■ PROVIDED TEXT ■

Quarterly report [Sections 13 or 15(d)]

Organization and Description of Business

v3.25.3
Organization and Description of Business
9 Months Ended
Sep. 30, 2025
Organization, Consolidation and Presentation of Financial Statements [Abstract]  
Organization and Description of Business

Note 1 – Organization and Description of Business

 

TNF Pharmaceuticals, Inc. is a Delaware corporation (“QCLS” or the “Company”) that was incorporated in New Jersey prior to the Reincorporation (as defined below). On July 22, 2024, the Company changed its name from MyMD Pharmaceuticals, Inc. to TNF Pharmaceuticals, Inc. by filing a certificate of amendment to its certificate of incorporation with the Secretary of State of Delaware. In addition, effective before the open of market trading on July 24, 2024, the Company’s common stock, par value $0.001 per share (“Common Stock”), ceased trading under the ticker symbol “MYMD” and began trading on the Nasdaq Stock Market under the ticker symbol “TNFA.” On September 22, 2025, the Company changed its name from TNF Pharmaceuticals, Inc. to Q/C Technologies, Inc. by filing a certificate of amendment to its certificate of incorporation with the Secretary of State of Delaware. In addition, effective before the open of market trading on September 25, 2025, the Company’s Common Stock, ceased trading under the ticker symbol “TNFA” and began trading on the Nasdaq Stock Market under the ticker symbol “QCLS.”

■ LIST OF TASKS ■
1. In the business description note, what name did the company take on September 22, 2025?
2. Extend the company's business description note, picking up after its final sentence.

Stored items:
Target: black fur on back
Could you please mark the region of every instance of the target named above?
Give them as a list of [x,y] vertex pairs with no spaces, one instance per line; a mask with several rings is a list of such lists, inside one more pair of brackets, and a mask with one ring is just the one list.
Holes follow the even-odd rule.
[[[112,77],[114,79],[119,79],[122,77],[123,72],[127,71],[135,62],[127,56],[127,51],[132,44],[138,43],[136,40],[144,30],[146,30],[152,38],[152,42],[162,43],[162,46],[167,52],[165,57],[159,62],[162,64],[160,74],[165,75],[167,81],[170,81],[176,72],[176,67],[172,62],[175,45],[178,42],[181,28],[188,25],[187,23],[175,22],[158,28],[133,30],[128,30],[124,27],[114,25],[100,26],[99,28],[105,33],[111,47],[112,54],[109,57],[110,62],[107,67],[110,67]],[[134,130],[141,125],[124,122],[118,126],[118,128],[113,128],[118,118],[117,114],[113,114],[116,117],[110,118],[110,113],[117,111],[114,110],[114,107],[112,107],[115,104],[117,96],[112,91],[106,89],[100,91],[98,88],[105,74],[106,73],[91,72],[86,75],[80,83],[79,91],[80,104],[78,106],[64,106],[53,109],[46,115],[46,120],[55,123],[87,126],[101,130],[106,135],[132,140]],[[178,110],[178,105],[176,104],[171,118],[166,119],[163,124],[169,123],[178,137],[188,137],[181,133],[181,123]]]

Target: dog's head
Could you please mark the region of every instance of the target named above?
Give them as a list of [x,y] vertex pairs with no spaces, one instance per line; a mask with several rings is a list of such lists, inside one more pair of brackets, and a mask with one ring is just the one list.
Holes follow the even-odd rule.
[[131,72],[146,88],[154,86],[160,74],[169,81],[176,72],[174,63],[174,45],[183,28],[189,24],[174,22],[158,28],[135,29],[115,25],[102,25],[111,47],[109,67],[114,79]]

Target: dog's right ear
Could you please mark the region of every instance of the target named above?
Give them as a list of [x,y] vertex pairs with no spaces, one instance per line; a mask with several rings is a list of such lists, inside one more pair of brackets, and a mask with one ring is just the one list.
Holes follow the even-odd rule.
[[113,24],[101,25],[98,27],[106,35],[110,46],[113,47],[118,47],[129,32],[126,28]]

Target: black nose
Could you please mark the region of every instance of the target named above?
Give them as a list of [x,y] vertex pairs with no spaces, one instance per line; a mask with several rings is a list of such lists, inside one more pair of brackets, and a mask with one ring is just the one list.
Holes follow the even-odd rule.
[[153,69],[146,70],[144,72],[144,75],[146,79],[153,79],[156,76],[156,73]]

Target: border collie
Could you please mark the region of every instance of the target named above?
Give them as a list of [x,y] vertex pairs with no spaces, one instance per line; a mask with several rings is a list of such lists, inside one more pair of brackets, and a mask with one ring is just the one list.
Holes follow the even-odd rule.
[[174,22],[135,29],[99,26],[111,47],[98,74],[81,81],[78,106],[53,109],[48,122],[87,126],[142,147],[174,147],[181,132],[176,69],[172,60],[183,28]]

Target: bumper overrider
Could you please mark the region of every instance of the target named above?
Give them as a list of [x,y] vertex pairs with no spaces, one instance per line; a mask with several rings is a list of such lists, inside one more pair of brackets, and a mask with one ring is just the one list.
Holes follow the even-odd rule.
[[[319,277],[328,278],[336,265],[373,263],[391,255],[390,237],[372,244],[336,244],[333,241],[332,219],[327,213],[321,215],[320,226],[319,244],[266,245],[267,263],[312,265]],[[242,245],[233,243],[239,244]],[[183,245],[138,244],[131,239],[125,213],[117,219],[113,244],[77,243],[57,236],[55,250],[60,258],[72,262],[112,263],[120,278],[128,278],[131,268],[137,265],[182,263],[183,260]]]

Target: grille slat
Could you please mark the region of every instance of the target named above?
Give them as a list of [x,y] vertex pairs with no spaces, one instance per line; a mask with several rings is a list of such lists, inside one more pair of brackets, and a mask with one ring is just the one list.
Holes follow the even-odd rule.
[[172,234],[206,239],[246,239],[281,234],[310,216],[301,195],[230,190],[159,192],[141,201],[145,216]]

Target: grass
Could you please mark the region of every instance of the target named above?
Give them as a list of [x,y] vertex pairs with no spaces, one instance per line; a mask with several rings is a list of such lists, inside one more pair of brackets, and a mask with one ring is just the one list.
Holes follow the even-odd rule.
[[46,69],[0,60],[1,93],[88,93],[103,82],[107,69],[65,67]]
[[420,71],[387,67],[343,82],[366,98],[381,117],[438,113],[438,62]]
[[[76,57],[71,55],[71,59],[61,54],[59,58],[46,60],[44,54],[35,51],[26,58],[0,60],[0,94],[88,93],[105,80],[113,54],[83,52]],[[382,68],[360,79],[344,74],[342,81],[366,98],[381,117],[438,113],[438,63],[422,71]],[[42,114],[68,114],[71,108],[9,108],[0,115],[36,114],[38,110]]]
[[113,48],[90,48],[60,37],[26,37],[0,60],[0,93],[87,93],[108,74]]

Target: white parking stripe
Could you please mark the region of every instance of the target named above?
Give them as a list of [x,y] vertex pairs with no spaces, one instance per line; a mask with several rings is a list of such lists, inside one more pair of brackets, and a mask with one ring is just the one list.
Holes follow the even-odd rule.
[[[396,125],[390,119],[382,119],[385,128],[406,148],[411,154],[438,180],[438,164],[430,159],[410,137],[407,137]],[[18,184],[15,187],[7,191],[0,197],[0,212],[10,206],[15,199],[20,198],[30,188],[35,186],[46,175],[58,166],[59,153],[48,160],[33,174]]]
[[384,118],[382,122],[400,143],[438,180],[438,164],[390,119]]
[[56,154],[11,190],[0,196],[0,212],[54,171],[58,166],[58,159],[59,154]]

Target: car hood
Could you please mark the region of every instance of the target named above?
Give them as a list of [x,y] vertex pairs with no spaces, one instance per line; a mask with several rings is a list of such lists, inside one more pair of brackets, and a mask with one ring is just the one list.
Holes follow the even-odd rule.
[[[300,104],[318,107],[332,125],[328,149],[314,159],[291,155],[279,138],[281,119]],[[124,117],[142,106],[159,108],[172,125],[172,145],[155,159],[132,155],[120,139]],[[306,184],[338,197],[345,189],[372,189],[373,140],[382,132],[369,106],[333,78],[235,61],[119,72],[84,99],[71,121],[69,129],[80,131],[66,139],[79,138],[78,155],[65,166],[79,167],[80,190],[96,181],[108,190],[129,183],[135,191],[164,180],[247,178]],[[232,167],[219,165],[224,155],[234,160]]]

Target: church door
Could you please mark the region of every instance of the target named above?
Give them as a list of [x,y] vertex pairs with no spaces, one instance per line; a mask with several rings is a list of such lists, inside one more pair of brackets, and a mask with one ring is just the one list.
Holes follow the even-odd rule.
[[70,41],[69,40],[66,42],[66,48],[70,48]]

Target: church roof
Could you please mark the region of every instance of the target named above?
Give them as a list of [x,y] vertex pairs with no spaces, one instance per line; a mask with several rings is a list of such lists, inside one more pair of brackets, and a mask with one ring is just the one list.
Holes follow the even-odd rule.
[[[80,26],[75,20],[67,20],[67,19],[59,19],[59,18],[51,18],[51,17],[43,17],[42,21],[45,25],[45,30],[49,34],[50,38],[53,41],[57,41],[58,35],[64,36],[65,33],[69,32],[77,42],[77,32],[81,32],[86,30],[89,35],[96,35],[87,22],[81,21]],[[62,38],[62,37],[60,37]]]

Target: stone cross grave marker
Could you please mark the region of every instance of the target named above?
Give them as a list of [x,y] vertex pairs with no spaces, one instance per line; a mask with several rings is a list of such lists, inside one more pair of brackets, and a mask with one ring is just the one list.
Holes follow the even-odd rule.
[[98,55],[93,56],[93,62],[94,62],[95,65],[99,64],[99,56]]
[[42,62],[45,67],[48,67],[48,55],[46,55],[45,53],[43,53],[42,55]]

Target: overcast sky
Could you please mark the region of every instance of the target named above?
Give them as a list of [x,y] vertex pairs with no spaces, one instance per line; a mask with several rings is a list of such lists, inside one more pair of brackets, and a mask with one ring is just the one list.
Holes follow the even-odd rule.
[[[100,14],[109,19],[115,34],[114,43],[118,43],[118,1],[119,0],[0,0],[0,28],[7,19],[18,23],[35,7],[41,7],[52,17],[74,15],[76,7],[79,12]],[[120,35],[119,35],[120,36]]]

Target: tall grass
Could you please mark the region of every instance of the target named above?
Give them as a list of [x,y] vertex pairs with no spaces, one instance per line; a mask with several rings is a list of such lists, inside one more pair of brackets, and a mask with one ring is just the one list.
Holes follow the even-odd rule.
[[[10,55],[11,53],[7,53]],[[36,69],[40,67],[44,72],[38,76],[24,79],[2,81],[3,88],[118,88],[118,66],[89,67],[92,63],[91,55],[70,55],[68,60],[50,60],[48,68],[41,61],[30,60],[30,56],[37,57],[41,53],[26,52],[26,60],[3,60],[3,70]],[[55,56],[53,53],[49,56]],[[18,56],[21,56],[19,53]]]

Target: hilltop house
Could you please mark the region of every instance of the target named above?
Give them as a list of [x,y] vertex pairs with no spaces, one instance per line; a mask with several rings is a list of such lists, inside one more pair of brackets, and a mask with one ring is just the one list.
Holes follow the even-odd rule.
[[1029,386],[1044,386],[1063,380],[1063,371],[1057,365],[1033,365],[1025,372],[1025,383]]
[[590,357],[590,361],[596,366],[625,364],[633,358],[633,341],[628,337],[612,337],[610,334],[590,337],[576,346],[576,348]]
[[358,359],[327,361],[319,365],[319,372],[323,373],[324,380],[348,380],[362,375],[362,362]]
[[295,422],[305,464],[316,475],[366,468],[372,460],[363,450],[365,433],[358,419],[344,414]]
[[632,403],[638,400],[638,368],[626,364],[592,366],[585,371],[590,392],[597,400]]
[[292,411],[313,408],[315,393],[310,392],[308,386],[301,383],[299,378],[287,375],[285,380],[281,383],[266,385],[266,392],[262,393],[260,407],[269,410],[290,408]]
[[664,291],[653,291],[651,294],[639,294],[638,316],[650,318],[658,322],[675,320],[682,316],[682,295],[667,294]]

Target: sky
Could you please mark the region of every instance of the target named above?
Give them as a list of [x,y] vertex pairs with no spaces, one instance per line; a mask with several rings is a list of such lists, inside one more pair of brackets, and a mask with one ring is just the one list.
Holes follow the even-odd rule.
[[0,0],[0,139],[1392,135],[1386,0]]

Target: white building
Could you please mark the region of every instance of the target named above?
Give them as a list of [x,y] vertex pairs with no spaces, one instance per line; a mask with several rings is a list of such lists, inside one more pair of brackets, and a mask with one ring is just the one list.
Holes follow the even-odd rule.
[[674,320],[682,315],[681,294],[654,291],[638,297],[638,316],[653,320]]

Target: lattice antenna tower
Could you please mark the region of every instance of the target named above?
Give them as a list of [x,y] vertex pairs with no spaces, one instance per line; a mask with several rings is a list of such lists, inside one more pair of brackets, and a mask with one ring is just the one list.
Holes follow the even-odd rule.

■ ANSWERS TO THE PROBLEMS ■
1. Q/C Technologies, Inc.

2.
On September 2, 2025, the Company entered into that certain Membership Interest Purchase Agreement (the “MIPA”), by and among the Company, LPU Holdings LLC (“LPU”) and the members of LPU (the “Sellers”), pursuant to which the Company agreed to acquire 100% of the membership interests (the “Membership Interests”) of LPU from the Sellers, and as a result, LPU became a wholly-owned subsidiary of the Company.

 

These consolidated financial statements include three wholly owned subsidiaries as of September 30, 2025, Akers Acquisition Sub, Inc., Bout Time Marketing Corporation and LPU (together, the “Company”). All material intercompany transactions have been eliminated in consolidation.

 

The Company has historically been engaged in the development and commercialization of two therapeutic platforms based on well-defined targets: (i) Isomyosamine (formerly known as MYMD-1), an oral, next-generation TNF-α inhibitor with the potential to transform the way TNF-α based diseases are treated due to its selectivity and ability to cross the blood brain barrier. Its ease of oral dosing is a significant differentiator compared to currently available TNF-α inhibitors, all of which require delivery by injection or infusion, and (ii) and Supera-CBD. Recently, the Company has shifted its business strategy to focus on energy-efficient blockchain, cryptocurrency infrastructure, and high-performance computing through quantum-class laser-based computing. The Company’s core strategy leverages an exclusive global licensing agreement with LightSolver Ltd. to deploy innovative LPUs, specifically the Company-branded qc-LPU100™, which harnesses the natural properties of light with the goal of achieving high computational speed and energy efficiency.

 

At the Company’s annual meeting of stockholders held on July 31, 2023, the stockholders approved a plan to merge the Company with and into a newly formed wholly owned subsidiary, MyMD Pharmaceuticals, Inc., a Delaware corporation (“MyMD Delaware”), with MyMD Delaware being the surviving corporation, for the purpose of changing the Company’s state of incorporation from New Jersey to Delaware (the “Reincorporation”). The Reincorporation was effected as of March 4, 2024. In connection with the Reincorporation to Delaware, the par value of the Company’s Common Stock and preferred stock was changed to $0.001 per share.